▶ Assignment
According to the article on Freeview's future, why do the broadcasters consider 2034 the logical year to switch off Freeview? Answer in one to three sentences.

▶ Passage to read
Official figures underline the fault lines. A report commissioned by the Department for Culture, Media and Sport estimates that by 2035, 1.8m homes will still depend on Freeview. Ofcom’s analysis shows those households are more likely to be disabled, older, living alone, female, and based in the north of England, Wales, Scotland and Northern Ireland.
Freeview is owned by the public service broadcasters through Everyone TV, which also operates Freesat and the newer streaming platform Freely. After two years of review, DCMS is expected to set out its position soon, drawing on three options proposed by Ofcom: a costly upgrade of Freeview’s ageing technology; maintaining a bare-bones service with only core PSB channels; or a full switch-off during the 2030s.
The broadcasters have rallied behind the third option. They argue that 2034 is the logical cut-off, when transmission contracts with network operator Arqiva expire. By then, they say, the cost of broadcasting to a dwindling audience will far outweigh the returns from TV advertising.
Ofcom agrees a crunch point is approaching. In July, the regulator warned of a “tipping point” within the next few years, after which it will no longer be commercially viable for broadcasters to carry the costs of DTT.
Others see risks beyond economics. Questions remain over whether internet TV can reliably deliver emergency broadcasts, such as the daily Covid updates, in the way that universally available DTT can. The UK radio industry has also warned that an internet-only future for TV could push up distribution costs and force some radio stations off air if PSBs no longer share Arqiva’s mast network.
“It is a political hot potato,” says Dennis Reed, founder of Silver Voices, who says he has “dissociated” his organisation from the government’s stakeholder forum, which he believes is “heavily biased” towards streaming.
The Future TV Taskforce, representing the PSBs, counters that moving online could “close the digital divide once and for all”. “We want to be able to plan to ensure that no one is left behind,” a spokesperson says, adding that rising DTT costs could otherwise mean cuts to programme budgets.
The numbers show the scale of the challenge. Of the 1.8m Freeview-dependent homes projected for 2035, around 1.1m are expected to have broadband but not use it for TV. The remaining 700,000 are forecast to lack a broadband connection altogether.
Veterans of the analogue switch-off, completed in 2012 after 76 years, recall similar fears of “TV blackout chaos”. Around 6 per cent of households were labelled “digital refuseniks”, yet a targeted help scheme and a national campaign, fronted by a robot called Digit Al voiced by Matt Lucas, delivered a largely smooth transition.
This time, the BBC is less keen to foot the bill. Tim Davie, the outgoing director general, has said the corporation should not fund a comparable support programme for a Freeview switch-off.
Research for Sky by Oliver & Ohlbaum suggests that with early awareness campaigns and digital inclusion measures, only about 330,000 households would ultimately need hands-on help ahead of a 2034 shutdown.
Meanwhile, viewing habits continue to fragment. Audience body Barb says 7 per cent of UK households no longer own a TV set, choosing to watch on other devices. In December, YouTube overtook the BBC’s combined channels in total UK viewing across TVs, smartphones and tablets, albeit measured at a minimum of three minutes.
That shift may accelerate. YouTube has recently blocked Barb and its partner Kantar from accessing viewing session data, limiting transparency just as online platforms consolidate power.
“When the government chose British Satellite Broadcasting as the ‘winner’ in satellite TV it was Rupert Murdoch’s Sky instead that came out on top,” says a senior TV executive quoted by The Guardian. “There already is such an outsider ready to be the winner in the transition to internet TV; it is YouTube.”
Freeview’s future now hangs on a familiar British dilemma: modernise fast and risk exclusion, or protect universality and pay the price. Either way, the aerial’s days as king of the living room look numbered.

▶ Collected data
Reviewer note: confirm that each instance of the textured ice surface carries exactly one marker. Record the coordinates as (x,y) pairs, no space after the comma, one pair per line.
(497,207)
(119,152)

▶ Response area
The broadcasters see 2034 as the logical cut-off because that is when their transmission contracts with network operator Arqiva expire. They also say that by then the cost of broadcasting to a dwindling audience will far outweigh the returns from TV advertising.